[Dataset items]
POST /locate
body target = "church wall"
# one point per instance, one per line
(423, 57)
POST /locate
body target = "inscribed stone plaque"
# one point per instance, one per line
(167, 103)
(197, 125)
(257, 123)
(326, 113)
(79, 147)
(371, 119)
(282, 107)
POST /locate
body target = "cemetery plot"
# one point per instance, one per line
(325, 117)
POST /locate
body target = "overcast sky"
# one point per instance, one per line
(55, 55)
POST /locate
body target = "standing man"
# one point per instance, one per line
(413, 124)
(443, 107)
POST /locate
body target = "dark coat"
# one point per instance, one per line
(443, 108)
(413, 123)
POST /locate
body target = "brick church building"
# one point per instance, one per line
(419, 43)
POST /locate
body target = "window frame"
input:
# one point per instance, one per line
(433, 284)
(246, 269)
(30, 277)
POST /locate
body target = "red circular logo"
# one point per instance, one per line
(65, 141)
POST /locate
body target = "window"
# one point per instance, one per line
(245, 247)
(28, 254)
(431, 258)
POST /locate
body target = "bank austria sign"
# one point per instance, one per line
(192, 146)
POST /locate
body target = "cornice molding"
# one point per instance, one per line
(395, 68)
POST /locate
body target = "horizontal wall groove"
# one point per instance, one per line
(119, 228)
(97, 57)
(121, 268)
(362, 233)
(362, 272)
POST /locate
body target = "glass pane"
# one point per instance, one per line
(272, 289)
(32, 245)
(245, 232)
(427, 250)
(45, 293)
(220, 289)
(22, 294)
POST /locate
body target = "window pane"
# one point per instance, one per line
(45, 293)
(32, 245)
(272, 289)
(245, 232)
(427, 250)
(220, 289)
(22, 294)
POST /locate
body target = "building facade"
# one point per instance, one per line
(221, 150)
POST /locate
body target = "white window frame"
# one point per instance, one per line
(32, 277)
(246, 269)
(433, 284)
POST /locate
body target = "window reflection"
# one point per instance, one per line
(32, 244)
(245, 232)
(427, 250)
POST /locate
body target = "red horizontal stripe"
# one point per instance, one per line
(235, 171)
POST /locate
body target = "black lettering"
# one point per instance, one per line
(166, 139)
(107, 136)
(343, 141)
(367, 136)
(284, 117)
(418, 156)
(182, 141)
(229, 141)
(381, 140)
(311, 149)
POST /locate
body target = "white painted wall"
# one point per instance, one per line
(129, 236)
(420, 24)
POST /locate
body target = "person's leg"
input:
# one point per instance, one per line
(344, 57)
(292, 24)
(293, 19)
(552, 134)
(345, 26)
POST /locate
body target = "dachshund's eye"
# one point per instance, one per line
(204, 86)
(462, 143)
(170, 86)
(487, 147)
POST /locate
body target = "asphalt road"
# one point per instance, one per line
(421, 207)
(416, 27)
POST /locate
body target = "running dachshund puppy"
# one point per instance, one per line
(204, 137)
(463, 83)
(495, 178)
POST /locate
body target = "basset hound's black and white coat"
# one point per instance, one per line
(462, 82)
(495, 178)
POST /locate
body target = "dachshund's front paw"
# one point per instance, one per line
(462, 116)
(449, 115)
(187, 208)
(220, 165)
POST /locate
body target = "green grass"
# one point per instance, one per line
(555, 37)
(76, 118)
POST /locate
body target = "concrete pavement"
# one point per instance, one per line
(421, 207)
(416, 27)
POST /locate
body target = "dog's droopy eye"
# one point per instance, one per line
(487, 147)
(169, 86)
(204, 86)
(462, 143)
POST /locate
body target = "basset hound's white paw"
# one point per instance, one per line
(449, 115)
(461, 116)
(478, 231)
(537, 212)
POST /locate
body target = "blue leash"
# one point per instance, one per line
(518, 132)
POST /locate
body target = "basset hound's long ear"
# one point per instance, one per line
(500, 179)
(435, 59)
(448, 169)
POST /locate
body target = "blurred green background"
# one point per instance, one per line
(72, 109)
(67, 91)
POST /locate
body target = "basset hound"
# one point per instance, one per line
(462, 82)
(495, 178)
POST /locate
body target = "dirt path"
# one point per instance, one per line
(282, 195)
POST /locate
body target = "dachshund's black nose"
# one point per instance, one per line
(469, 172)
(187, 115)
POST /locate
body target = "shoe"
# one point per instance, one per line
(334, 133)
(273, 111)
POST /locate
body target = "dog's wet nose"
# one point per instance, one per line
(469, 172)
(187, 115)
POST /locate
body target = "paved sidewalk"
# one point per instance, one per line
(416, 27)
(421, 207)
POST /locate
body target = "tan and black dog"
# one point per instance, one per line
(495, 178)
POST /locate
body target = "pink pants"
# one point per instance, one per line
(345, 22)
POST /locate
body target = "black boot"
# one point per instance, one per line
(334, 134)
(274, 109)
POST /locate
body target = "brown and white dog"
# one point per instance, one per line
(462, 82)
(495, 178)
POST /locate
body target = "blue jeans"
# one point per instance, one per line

■ **PROBLEM TO WORK ON**:
Retype all the data. Nothing may be left out or altered.

■ **ANSWER AREA**:
POST /locate
body target = "church wall"
# one point per instance, one per line
(423, 57)
POST /locate
body target = "inscribed stone plaque"
# one point per instance, one per line
(167, 103)
(197, 125)
(257, 123)
(326, 113)
(79, 147)
(371, 119)
(282, 107)
POST /locate
body target = "cemetery plot"
# one point per instance, one per line
(325, 117)
POST /locate
body target = "overcast sky"
# one point per instance, one per line
(55, 55)
POST /locate
body target = "standing man"
# one point per instance, one per line
(413, 124)
(443, 107)
POST /locate
body target = "dark coat"
# one point per instance, one per line
(443, 108)
(413, 123)
POST /locate
body target = "brick church building"
# one point per instance, one per line
(419, 43)
POST /locate
body target = "window frame"
input:
# one point per instance, one per line
(433, 284)
(246, 269)
(30, 277)
POST /locate
body target = "red circular logo"
# one point per instance, one per line
(65, 141)
POST /locate
body target = "window"
# one point per instance, one per line
(245, 247)
(28, 254)
(431, 258)
POST /locate
body target = "bank austria sign"
# one point per instance, one per line
(192, 146)
POST /locate
body target = "cornice molding"
# one point per instance, one per line
(395, 68)
POST /locate
body target = "horizontal wall groove"
# one point per instance, one per line
(119, 228)
(97, 57)
(121, 268)
(362, 233)
(362, 272)
POST /locate
body target = "glass pane"
# one point per instance, one per line
(272, 289)
(32, 245)
(245, 232)
(427, 250)
(45, 293)
(220, 289)
(22, 294)
POST /locate
body target = "window pane"
# one point per instance, one per line
(45, 293)
(32, 245)
(272, 289)
(245, 232)
(427, 250)
(220, 289)
(22, 294)
POST /locate
body target = "building facade"
# one point per instance, one per line
(221, 150)
POST /locate
body target = "white window frame"
# one point per instance, one per line
(32, 277)
(246, 269)
(433, 284)
POST /locate
body target = "window reflection"
# one point per instance, one per line
(32, 244)
(245, 232)
(427, 250)
POST /locate
body target = "red horizontal stripe"
# one point per instance, one per line
(235, 171)
POST /locate
body target = "black lettering"
# one point per instance, one per line
(166, 139)
(107, 136)
(343, 141)
(367, 136)
(284, 117)
(418, 156)
(182, 141)
(229, 141)
(381, 140)
(311, 149)
POST /locate
body target = "white painted wall"
# one point per instance, one per line
(129, 236)
(420, 24)
POST /locate
body target = "person's leg"
input:
# one point per instance, one per line
(344, 57)
(292, 24)
(293, 19)
(552, 134)
(345, 26)
POST /locate
body target = "dachshund's eye"
# one point per instance, one per line
(204, 86)
(462, 143)
(170, 86)
(487, 147)
POST /locate
body target = "asphalt road"
# one point per instance, one per line
(421, 207)
(416, 27)
POST /locate
body target = "running dachshund puppy"
# one point per instance, one per line
(204, 137)
(463, 83)
(495, 178)
POST /locate
body target = "basset hound's black and white coat"
# one point per instance, one per line
(462, 82)
(495, 178)
POST /locate
body target = "dachshund's front paw"
# one point per instance, one per line
(462, 116)
(449, 115)
(187, 208)
(220, 165)
POST /locate
body target = "green grass"
# one point per instance, one per line
(555, 37)
(76, 118)
POST /locate
body target = "concrete pavement"
# one point per instance, one per line
(421, 207)
(416, 27)
POST /locate
body target = "dog's droopy eye"
# one point per instance, one per line
(487, 147)
(169, 86)
(204, 86)
(462, 143)
POST /locate
body target = "basset hound's white paw"
# one point per instance, one per line
(449, 115)
(461, 116)
(478, 231)
(537, 212)
POST /locate
body target = "blue leash"
# one point per instance, one per line
(518, 132)
POST /locate
body target = "basset hound's long ear"
# one point per instance, one per line
(500, 179)
(435, 59)
(448, 169)
POST /locate
body target = "blurred green background"
# one point per instance, one per line
(72, 109)
(67, 91)
POST /locate
body target = "basset hound"
# one point per instance, one per line
(462, 82)
(495, 178)
POST /locate
body target = "dirt path"
# one point per instance, one per line
(282, 195)
POST /locate
body target = "dachshund's black nose"
# one point per instance, one per line
(469, 172)
(187, 115)
POST /locate
body target = "shoe"
# one point per instance, one per line
(334, 133)
(273, 111)
POST /locate
body target = "dog's wet nose"
# one point per instance, one per line
(469, 172)
(187, 115)
POST /locate
body target = "paved sidewalk"
# one point per instance, one per line
(416, 27)
(421, 207)
POST /locate
body target = "tan and black dog"
# one point per instance, one per line
(495, 178)
POST /locate
body target = "pink pants"
# one point per instance, one per line
(345, 22)
POST /locate
body target = "black boot"
# one point per instance, one per line
(334, 134)
(274, 109)
POST /locate
body target = "brown and white dog"
# one point per instance, one per line
(462, 82)
(495, 178)
POST /locate
body target = "blue jeans"
# one point per instance, one per line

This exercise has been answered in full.